Extrait du texte |
I. Avant la Révolution industrielle : la triple logique de la faim, de la
foi et du savoir
Elles-mêmes issues d'un
brassage multiple et pratiquement continu depuis les temps préhistoriques
jusqu'à nos jours, les populations qui ont peuplé le territoire actuel de la
Wallonie se sont de tout temps tournées vers d'autres espaces. Nous ne savons
rien, ou si peu, du mélange des individus et des cultures avant le XIe siècle.
Il ne fait guère de doute cependant que les logiques qui ont commandé les
mouvements migratoires à partir de cette époque les contrôlaient déjà
auparavant. La faim, la foi et le savoir sont les causes fondamentales, parfois
isolées, souvent conjointes, de la grande masse des émigrations à partir de la
Wallonie jusqu'à l'époque contemporaine, et même encore au cours des deux
derniers siècles.
Nach Oosten. L'expansion wallonne vers l'Est européen
Depuis au moins le Ve
siècle, la croissance lente de la population s'articule sur l'enchaînement
cyclique de crises sévères et de reprises vigoureuses. Dans une société
fondamentalement rurale qui réalise péniblement l'équilibre entre la production
et la consommation de subsistances, une expansion démographique modifie les
rapports entre les hommes et la terre qu'ils occupent. Du XIe au XIIIe siècle,
durant la période la plus faste du moyen âge, cette pression très brutale, très
concrète puisqu'elle pèse sur la survie quotidienne des petites gens est exaltée
par la foi.

Consigne 1 |
Recopiez à l'identique la partie des enregistrements qui commence à la ligne contenant « [locate] the hazy » et se poursuit jusqu'à la fin de ces enregistrements, les deux bornes comprises.

Matériel de l'exercice |
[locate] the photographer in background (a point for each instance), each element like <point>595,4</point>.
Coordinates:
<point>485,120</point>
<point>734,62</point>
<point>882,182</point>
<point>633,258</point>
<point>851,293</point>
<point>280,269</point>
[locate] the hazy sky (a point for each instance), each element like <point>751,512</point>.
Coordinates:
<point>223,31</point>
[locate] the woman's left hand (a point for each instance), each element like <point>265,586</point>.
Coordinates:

Consigne 2 |
D'après l'extrait, quelles sont les causes fondamentales de la grande masse des émigrations à partir de la Wallonie ?

Réponse 1 |
[locate] the hazy sky (a point for each instance), each element like <point>751,512</point>.
Coordinates:
<point>223,31</point>
[locate] the woman's left hand (a point for each instance), each element like <point>265,586</point>.
Coordinates:

Réponse 2 |
La faim, la foi et le savoir.